# Instructions
1. Copy the part of the tavern story that opens with the words containing "The hunter looked" and closes with "amicable smile nonetheless.", substituting "tracker" for "hunter".
2. Name every character in the tavern story who is referred to by a name.

# Source excerpt
++++++++++

Zûbrim looked over the rim of his mug at Kiril as he spoke, saying nothing as the young soldier and his commander exchanged a few words. When the younger asked, "Now, am I going to be alone in this?" the gaunt-faced dwarf turned to him, setting down his tankard with a soft clop on the table.

"I can already tell you what you're going to see tonight," he said flatly--though with a peculiar hinting tone in his voice, "If you insist on staying up, though, I will stay with you just so you don't feel so surprised when it happens." The guide went silent and then leaned back in his chair to give Kiril an unsettling stare with his pale, blue eyes. After a moment, though, he turned to look around the group and then clambered up to his feet.

The hunter looked at Dvarim and spoke softly, "Make sure that nobody unpacks any more than is absolutely neccessary...and I suggest you all get to sleep as soon as you can." He touched a finger on either side of the tip of his beard in the dwarven sign of bad news to come, then stepped off, searching for someone that could get him an apple.

Oswald Butterbur peered down over the bar as Zûbrim approached and rubbed the bridge of his nose, "And what could I get for you, Master Dwarf?" He hesistated for a moment as the dwarfs eyes locked onto him, but gave his usual, amicable smile nonetheless.

With a nod, the dwarven guide held up a thumb, "Just an apple, barkeep."

"Why, of course!" said Butterbur with a nod as he shuffled over towards the kitchen and yelled into it, "Oi! Bring me an--" He was cut short by a hobbit sticking his arm through the swinging doors; there was an apple in his hand. Oswald took the apple with a puzzled expression, then stepped back over to the waiting dwarf, speaking aloud, though apparently to himself. "Always knows what I need, that lad!" he chuckled and scratched his head, then handed the apple down to the waiting Zûbrim. "Here you are! Free for a fine customer, naturally."

The blue-bearded dwarf looked down at the apple and rubbed it on his grey sleeve, then looked up at Oswald, flipping a copper coin up to him with his thumb. "Better take the coin now," he turned around and took a bite from the apple, then spoke over his shoulder with a full mouth, "You're going to need it when there aren't any apples left."

Without another word, he moved back to the table, leaving the Innkeep to stand there with more than a little bit of uncomfortability welling up inside him. But it was short lived and pushed to the back of his mind as the entire inn suddenly seemed to cry out for more ale in a loud clanging of tinware on mugs and fists on tables.

Zûbrim returned, pulling a bit of apple from his mouth and then holding it out to Shadowflaps with a (seemingly) uncharacteristic smile on his lips, "Here you go, little friend, a treat for you." The bird quickly pecked the sweet morsel from his hand and gobbled it down, then squawked gratefully. The dwarf turned to Truor as he sat down beside the man, "A fine friend you have there. I'm glad to have both he and you along the way." He grinned and took another bite from his apple before reaching for his mug.


----------



## YayGollum (Jul 3, 2006)

While giving Shadowflaps an amused as well as raised eyebrow along the lines of, "Since when do you warm up to company so fast?" Truor shook his head. "Ah, he's just a mercenary, at heart! He'd be long gone, if he didn't owe me and have at least a little of the honor he's always telling me about." After attempting to hurry a few bites of the plate that had been set before him, he licked his lips and sighed, conflicted. "Argh. This break's been a while in coming, but, when you act so mysterious, I can't pass up the chance to tag along. Give me a few more bites, and I'll come with you and Kiril."

++++++++++

# Records supplied
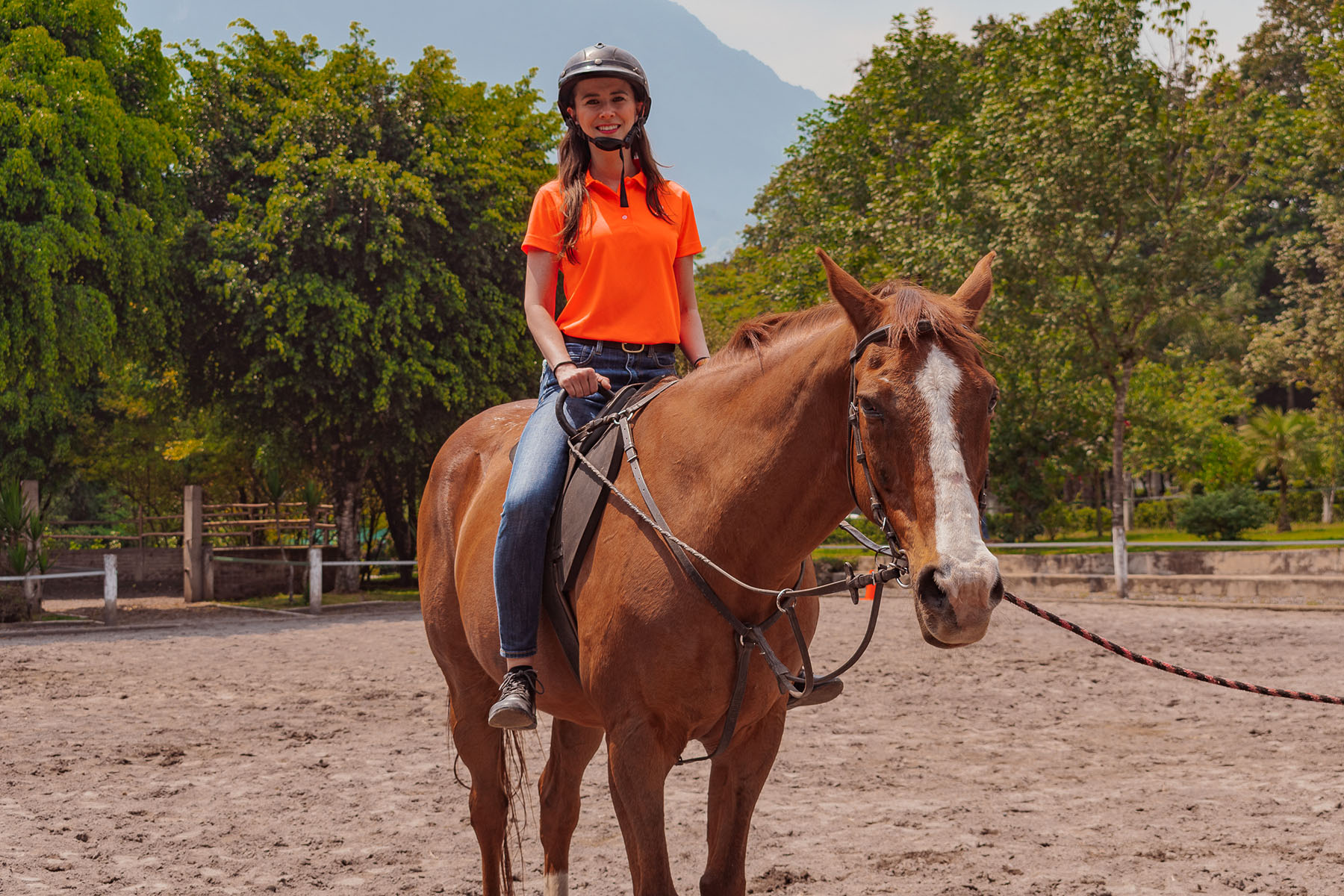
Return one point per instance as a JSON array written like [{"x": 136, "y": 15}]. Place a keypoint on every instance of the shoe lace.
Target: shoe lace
[{"x": 520, "y": 684}]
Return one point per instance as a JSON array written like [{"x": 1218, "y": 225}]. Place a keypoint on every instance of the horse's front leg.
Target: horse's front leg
[
  {"x": 571, "y": 750},
  {"x": 638, "y": 761},
  {"x": 735, "y": 782}
]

++++++++++

# The responses
1.
The tracker looked at Dvarim and spoke softly, "Make sure that nobody unpacks any more than is absolutely neccessary...and I suggest you all get to sleep as soon as you can." He touched a finger on either side of the tip of his beard in the dwarven sign of bad news to come, then stepped off, searching for someone that could get him an apple.

Oswald Butterbur peered down over the bar as Zûbrim approached and rubbed the bridge of his nose, "And what could I get for you, Master Dwarf?" He hesistated for a moment as the dwarfs eyes locked onto him, but gave his usual, amicable smile nonetheless.

2. Zûbrim, Kiril, Dvarim, Oswald Butterbur, Shadowflaps, Truor